Exercise —
Pick out every line in the items that contains the word "green", paying attention to case.

#### Dataset records ####

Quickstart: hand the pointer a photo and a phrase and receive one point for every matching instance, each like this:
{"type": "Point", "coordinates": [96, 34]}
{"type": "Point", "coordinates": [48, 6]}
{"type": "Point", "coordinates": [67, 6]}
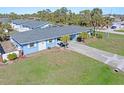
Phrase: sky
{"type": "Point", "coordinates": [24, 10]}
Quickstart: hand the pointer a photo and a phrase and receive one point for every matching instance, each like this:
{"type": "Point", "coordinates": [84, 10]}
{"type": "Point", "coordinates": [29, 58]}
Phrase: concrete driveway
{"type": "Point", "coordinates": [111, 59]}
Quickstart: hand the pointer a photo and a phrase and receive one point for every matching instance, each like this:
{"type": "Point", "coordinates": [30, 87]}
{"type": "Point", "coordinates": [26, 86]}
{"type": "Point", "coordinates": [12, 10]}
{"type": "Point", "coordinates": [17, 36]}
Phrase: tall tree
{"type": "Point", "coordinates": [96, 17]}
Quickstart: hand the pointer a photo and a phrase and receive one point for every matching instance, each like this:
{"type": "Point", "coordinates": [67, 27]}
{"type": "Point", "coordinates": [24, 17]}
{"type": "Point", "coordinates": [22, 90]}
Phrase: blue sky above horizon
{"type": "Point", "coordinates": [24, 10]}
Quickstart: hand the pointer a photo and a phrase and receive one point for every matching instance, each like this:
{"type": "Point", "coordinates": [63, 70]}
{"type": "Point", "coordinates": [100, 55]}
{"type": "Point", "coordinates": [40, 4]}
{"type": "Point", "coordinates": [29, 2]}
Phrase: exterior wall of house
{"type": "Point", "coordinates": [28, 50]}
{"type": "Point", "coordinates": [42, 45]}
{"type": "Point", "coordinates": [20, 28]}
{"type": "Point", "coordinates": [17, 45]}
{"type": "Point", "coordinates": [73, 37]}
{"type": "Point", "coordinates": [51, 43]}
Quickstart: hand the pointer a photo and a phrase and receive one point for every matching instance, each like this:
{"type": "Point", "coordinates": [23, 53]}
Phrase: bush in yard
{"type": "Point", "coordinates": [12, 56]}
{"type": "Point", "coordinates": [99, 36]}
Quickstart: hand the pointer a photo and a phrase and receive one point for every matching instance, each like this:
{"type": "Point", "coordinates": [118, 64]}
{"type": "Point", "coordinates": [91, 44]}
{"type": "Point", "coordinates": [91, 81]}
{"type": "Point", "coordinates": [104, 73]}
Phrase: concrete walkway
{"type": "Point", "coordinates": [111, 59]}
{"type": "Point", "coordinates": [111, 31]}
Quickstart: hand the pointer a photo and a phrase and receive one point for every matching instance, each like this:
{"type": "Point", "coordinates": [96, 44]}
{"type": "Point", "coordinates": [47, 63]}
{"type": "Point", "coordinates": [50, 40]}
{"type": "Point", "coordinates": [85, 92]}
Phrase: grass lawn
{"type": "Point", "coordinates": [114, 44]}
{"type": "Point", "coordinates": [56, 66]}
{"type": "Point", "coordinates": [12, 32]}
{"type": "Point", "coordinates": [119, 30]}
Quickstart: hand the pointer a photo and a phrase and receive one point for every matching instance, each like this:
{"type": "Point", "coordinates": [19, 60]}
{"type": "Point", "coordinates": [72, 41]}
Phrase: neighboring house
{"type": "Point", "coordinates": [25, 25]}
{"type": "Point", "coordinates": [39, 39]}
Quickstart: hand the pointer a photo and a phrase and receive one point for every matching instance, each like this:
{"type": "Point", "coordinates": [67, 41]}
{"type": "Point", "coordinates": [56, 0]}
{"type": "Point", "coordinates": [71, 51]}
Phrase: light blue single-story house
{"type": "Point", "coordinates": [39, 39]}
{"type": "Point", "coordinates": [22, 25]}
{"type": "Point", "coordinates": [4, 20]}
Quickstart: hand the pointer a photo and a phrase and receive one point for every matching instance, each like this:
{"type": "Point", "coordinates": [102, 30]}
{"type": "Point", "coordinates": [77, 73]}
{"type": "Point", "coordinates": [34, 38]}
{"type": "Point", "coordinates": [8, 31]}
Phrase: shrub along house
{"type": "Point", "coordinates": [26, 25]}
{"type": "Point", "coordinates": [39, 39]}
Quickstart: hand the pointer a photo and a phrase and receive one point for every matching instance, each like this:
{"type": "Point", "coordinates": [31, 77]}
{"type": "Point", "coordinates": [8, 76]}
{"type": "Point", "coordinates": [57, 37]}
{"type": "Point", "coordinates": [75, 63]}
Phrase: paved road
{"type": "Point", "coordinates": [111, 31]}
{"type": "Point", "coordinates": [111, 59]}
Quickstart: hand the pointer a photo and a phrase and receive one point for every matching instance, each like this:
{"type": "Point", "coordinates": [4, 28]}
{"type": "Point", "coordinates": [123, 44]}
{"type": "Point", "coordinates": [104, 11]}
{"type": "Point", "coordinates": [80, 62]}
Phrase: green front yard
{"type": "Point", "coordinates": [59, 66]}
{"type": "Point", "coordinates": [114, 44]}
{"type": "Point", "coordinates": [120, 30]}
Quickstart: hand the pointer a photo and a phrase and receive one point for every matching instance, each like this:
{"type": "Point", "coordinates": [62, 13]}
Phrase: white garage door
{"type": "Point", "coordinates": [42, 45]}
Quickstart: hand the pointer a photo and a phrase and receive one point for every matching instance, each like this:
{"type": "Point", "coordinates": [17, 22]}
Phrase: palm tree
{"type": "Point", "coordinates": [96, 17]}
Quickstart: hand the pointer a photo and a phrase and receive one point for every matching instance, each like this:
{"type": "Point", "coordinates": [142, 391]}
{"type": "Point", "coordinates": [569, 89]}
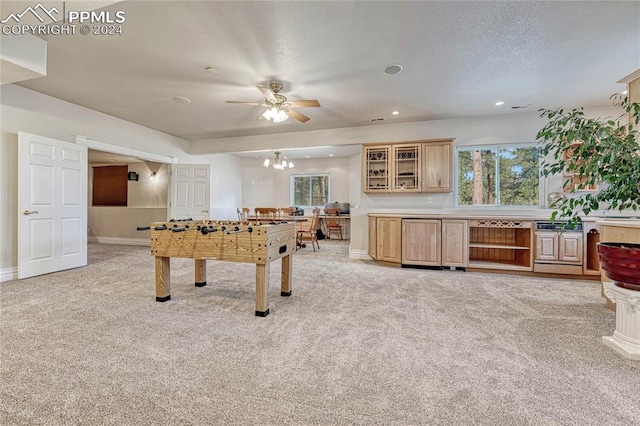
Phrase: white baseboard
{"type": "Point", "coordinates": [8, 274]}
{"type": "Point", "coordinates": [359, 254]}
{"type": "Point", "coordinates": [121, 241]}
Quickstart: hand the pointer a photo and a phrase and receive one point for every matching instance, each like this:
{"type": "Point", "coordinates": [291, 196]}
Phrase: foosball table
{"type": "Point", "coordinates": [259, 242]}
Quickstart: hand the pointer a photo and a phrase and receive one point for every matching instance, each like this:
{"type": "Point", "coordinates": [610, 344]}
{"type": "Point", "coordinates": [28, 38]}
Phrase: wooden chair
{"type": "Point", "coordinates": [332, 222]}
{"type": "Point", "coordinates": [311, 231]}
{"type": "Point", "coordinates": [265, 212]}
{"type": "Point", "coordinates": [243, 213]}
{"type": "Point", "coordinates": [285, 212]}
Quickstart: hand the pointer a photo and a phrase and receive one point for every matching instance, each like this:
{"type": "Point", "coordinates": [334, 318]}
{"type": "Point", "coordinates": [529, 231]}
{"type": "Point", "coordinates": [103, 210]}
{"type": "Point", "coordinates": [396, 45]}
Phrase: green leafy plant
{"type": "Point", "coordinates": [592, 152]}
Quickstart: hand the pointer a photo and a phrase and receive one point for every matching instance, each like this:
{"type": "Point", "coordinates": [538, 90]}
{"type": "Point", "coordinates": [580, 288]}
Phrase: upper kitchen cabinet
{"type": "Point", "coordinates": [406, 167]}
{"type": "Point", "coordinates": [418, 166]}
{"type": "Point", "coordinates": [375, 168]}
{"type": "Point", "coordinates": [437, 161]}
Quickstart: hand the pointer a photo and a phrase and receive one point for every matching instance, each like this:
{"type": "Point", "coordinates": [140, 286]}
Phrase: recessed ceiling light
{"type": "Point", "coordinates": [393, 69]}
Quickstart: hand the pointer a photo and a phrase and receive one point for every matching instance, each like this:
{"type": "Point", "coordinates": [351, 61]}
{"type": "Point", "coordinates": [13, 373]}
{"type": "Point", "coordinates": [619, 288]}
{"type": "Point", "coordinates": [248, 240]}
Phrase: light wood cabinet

####
#### Dataset records ####

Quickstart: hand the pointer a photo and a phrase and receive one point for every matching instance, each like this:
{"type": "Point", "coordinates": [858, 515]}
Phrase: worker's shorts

####

Written response —
Phrase: green front yard
Phrase: green leafy plant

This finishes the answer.